The day started with rousing musical performances by talented students, and by a group of teachers who played in the municipal band this summer.

And then staff members were welcomed back by Board of Education President Kathryn Carlson, who stood at the same podium where she once welcomed staff as assistant superintendent and as interim superintendent. She talked about the start of a new year, change and the difficulties and opportunities caused by change.

“As I look out over you, my friends, I see that you have different levels of tolerance for change. Some of you have that look of a student who welcomes the start of a new school year: order again, the smell of freshly sharpened pencils, the look of a pristine notebook … a fresh start.

“Others look more like those students who are mourning the loss of freedom with all its possibilities, are dreading the need to get up early every morning … and are worried about how the new year will play out,” Carlson said.

▸ **Listing**:
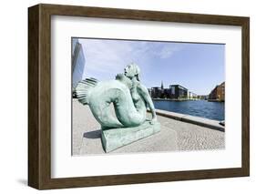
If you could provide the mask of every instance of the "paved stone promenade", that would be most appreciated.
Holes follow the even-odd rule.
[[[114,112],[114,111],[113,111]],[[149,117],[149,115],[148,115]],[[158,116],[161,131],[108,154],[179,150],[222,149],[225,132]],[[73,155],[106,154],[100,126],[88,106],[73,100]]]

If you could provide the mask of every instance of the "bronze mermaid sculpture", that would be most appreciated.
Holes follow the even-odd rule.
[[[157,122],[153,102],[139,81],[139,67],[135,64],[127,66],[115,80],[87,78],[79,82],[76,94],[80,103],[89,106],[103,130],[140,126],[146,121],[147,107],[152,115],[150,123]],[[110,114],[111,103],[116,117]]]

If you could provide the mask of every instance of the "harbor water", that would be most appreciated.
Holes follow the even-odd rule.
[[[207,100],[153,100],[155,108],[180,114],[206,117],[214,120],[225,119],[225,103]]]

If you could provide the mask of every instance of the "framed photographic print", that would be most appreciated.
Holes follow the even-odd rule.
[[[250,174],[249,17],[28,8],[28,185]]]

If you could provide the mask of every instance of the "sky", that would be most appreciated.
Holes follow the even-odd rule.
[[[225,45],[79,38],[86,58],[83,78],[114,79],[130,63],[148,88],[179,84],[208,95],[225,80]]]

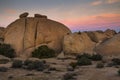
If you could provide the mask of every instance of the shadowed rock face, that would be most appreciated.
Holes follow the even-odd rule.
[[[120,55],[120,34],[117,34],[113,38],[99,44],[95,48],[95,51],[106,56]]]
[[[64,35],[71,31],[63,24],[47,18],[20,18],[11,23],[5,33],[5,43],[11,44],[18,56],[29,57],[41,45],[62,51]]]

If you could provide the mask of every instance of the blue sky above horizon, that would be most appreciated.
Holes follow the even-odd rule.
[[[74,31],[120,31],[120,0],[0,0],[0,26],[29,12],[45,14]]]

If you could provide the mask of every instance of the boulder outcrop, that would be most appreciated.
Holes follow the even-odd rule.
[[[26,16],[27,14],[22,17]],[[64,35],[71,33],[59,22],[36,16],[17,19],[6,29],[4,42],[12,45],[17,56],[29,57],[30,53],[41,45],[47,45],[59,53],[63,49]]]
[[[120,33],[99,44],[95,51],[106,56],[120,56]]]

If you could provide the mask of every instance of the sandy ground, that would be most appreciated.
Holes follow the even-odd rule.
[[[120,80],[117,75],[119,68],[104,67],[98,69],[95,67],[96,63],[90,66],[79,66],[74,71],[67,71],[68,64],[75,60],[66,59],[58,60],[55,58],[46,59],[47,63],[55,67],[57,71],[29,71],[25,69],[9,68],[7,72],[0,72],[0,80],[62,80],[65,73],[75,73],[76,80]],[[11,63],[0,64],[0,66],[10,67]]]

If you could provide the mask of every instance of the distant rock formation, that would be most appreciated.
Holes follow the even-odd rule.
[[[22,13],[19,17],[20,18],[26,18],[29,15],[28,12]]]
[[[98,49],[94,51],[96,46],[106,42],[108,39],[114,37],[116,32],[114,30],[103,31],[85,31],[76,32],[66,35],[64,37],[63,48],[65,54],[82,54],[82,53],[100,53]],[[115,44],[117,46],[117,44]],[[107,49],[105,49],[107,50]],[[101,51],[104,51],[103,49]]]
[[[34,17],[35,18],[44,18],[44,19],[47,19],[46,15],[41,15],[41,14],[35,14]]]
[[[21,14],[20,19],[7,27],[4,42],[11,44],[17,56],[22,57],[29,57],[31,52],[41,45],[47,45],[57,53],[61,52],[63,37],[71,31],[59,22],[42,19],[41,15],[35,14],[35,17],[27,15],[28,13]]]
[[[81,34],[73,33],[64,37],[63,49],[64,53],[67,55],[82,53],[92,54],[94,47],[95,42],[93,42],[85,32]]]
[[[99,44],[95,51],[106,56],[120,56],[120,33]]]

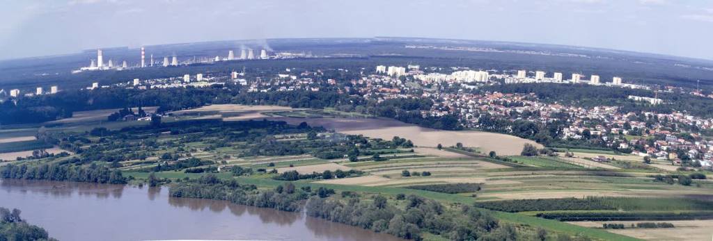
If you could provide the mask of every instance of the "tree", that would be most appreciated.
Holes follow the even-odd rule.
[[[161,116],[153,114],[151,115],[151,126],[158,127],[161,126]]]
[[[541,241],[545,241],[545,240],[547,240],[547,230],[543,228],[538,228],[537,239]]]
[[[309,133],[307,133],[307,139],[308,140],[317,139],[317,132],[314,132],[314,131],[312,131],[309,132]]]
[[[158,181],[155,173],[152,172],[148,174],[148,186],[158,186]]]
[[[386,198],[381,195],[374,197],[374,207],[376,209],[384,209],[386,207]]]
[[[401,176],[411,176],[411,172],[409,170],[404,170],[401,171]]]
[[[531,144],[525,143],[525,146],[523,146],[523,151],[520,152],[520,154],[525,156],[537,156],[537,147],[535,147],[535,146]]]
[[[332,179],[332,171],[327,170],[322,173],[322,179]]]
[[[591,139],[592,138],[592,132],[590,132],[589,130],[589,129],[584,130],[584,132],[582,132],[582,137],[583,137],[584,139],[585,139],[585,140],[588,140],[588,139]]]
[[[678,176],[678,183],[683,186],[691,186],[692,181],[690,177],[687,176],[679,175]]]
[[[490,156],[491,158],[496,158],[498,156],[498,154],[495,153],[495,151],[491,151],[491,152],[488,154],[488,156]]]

▸ **Instructions**:
**1)** Which positions does the staff welcome text say Kathryn Carlson has held?
**2)** Carry on the staff welcome text from its final sentence.

▸ **Results by task**:
**1)** Board of Education President, assistant superintendent, and interim superintendent

**2)**
Like last year, this school year brings more than an average amount of change: in leadership, in schedules and in testing and curriculum, Carlson and Interim Superintendent of Schools Judy Pastel both acknowledged.

While change is constant and sometimes challenging, the need for collaboration “is something that does not change,” Carlson said.

Working collaboratively to improve is something the district does well, both Pastel and Carlson said.

“Long before the state coined the phrase ‘college and career ready,’ we collectively developed our mission statement that says we will ‘provide students with the knowledge and problem-solving skills necessary to contribute and adapt to an ever-changing world,’” Carlson said.